→ STORED RECORDS
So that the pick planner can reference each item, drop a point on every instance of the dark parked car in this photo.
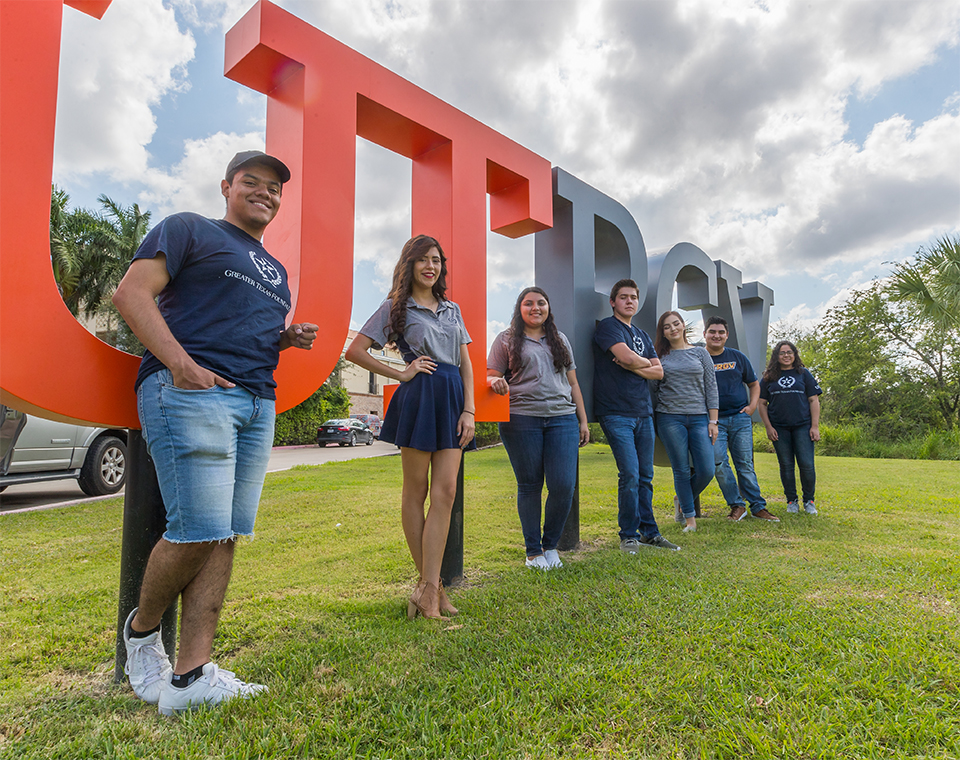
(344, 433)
==
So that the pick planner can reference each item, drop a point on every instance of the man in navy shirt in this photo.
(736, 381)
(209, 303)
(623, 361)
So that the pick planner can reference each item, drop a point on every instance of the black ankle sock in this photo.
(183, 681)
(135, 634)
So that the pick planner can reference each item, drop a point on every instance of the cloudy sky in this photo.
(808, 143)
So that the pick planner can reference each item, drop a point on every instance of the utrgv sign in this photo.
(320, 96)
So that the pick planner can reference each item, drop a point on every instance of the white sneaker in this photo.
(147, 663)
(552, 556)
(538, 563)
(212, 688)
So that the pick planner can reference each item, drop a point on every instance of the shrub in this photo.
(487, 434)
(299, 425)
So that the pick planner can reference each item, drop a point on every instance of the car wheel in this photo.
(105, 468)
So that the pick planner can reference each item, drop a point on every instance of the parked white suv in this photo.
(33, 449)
---
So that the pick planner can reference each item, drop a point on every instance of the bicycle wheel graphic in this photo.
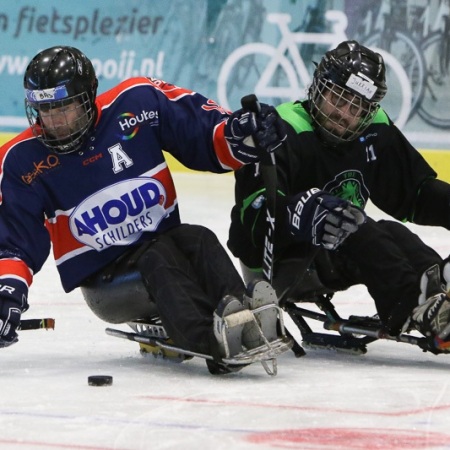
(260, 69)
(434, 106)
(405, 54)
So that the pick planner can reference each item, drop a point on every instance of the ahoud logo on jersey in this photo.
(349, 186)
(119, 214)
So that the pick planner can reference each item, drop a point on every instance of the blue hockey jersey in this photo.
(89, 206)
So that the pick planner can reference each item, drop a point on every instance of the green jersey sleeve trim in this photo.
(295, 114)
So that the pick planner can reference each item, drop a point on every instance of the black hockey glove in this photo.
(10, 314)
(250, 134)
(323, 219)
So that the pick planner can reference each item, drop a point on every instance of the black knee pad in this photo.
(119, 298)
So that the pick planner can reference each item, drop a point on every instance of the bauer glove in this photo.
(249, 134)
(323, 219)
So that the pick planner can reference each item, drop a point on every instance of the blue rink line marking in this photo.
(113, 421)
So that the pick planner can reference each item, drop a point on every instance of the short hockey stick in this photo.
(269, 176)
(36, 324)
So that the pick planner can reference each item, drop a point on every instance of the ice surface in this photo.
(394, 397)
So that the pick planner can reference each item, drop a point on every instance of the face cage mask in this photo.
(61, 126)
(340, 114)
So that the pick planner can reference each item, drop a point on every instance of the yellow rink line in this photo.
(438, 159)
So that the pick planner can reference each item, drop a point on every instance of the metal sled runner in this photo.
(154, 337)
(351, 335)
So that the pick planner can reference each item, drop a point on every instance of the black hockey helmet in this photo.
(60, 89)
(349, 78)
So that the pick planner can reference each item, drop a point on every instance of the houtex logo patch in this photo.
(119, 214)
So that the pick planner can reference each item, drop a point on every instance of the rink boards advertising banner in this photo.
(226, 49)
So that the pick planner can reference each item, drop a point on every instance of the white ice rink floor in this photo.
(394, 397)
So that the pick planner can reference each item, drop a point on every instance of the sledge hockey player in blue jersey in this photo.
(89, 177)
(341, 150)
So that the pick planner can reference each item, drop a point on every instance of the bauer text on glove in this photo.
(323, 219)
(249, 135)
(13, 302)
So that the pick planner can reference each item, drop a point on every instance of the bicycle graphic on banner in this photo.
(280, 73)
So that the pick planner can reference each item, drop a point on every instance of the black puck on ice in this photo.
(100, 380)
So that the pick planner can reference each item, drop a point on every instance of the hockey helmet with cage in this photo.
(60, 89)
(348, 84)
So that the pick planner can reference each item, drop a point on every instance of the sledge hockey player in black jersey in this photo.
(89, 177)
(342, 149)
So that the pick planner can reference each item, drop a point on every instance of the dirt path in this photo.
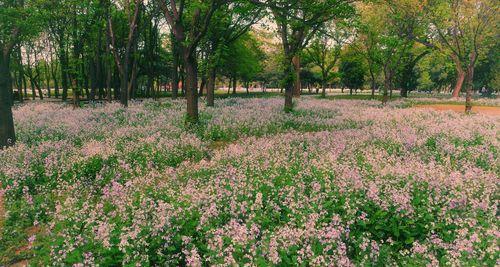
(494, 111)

→ REQUIRED TASK
Find each line in the lines above that contains the string "bicycle" and copy it out. Match case exactly.

→ RESULT
So that the pick planner can reference each item, drop a point on every instance of the bicycle wheel graphic in this photo.
So that the pick planner can reference each item, drop a point on every instance of the bicycle graphic on banner in this photo.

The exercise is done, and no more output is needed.